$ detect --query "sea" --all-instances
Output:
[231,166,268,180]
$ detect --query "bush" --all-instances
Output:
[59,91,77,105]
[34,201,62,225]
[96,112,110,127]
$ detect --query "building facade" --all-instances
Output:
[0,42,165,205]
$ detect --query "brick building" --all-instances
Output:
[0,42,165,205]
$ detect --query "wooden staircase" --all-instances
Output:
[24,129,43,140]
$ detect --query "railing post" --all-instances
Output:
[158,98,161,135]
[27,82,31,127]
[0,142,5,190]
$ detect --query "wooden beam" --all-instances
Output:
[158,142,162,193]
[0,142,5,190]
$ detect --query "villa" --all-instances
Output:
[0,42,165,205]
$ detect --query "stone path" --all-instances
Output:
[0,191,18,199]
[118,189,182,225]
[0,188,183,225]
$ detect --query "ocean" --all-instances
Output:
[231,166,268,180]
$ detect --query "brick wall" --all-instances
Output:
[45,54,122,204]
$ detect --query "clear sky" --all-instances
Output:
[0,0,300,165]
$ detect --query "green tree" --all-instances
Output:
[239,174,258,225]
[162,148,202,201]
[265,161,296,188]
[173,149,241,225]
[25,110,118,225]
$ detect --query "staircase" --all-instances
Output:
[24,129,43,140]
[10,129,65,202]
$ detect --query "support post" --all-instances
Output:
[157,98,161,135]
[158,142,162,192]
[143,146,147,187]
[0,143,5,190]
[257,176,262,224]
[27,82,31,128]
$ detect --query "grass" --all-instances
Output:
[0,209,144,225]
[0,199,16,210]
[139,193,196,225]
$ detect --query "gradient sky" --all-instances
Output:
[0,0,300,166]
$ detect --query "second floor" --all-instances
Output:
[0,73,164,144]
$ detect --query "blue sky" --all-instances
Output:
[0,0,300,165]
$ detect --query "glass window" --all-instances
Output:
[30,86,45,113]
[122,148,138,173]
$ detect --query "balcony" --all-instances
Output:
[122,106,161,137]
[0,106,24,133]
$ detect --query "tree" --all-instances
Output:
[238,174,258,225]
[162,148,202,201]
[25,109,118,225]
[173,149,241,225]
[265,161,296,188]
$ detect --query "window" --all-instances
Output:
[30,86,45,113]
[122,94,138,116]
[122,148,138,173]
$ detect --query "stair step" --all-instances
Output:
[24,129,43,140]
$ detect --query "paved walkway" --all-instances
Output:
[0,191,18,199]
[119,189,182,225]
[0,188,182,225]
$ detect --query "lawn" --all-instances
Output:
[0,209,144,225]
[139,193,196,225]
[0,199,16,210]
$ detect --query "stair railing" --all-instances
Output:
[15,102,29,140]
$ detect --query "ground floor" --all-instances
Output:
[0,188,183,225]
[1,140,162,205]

(EXERCISE REQUIREMENTS):
Rewrite the lines as a numbered list, leaving out any blank lines, beginning at the first line and stopping after the line that contains "[27,82,31,128]".

(TASK SOLUTION):
1. $ detect --query "sea" --all-instances
2. Output:
3. [231,166,268,180]
4. $ detect --query "bush" --all-instances
5. Output:
6. [59,91,77,105]
7. [34,201,62,225]
8. [96,112,110,127]
9. $ detect --query "building facade" --all-instances
10. Output:
11. [0,42,165,205]
12. $ detect --query "brick building" --all-instances
13. Output:
14. [0,42,165,205]
15. $ detect --query "wooden staircase" --all-instances
16. Output:
17. [24,129,43,140]
18. $ detect --query "railing post" --all-instances
19. Output:
20. [158,98,161,135]
21. [27,82,31,127]
22. [0,142,5,190]
23. $ detect --query "wooden beam" --all-instances
24. Output:
25. [158,142,162,193]
26. [0,142,5,190]
27. $ detect --query "villa" --all-instances
28. Output:
29. [0,42,165,205]
30. $ detect --query "stone path" --all-instances
31. Output:
32. [0,191,18,199]
33. [118,189,182,225]
34. [0,188,183,225]
35. $ detect --query "ocean" --all-instances
36. Output:
37. [231,166,268,180]
38. $ detect --query "brick wall" --all-instances
39. Output:
40. [45,54,122,204]
41. $ detect --query "clear sky" --all-instances
42. Output:
43. [0,0,300,165]
44. $ detect --query "green tree" --all-instances
45. Output:
46. [239,174,258,225]
47. [162,148,202,201]
48. [265,161,296,188]
49. [173,149,241,225]
50. [25,110,118,225]
51. $ detect --query "staircase" --all-instances
52. Output:
53. [24,129,43,140]
54. [10,129,65,202]
55. $ detect --query "support post" --all-instances
56. Output:
57. [157,98,161,135]
58. [158,142,162,192]
59. [143,146,147,187]
60. [0,143,5,190]
61. [257,176,262,224]
62. [27,82,31,128]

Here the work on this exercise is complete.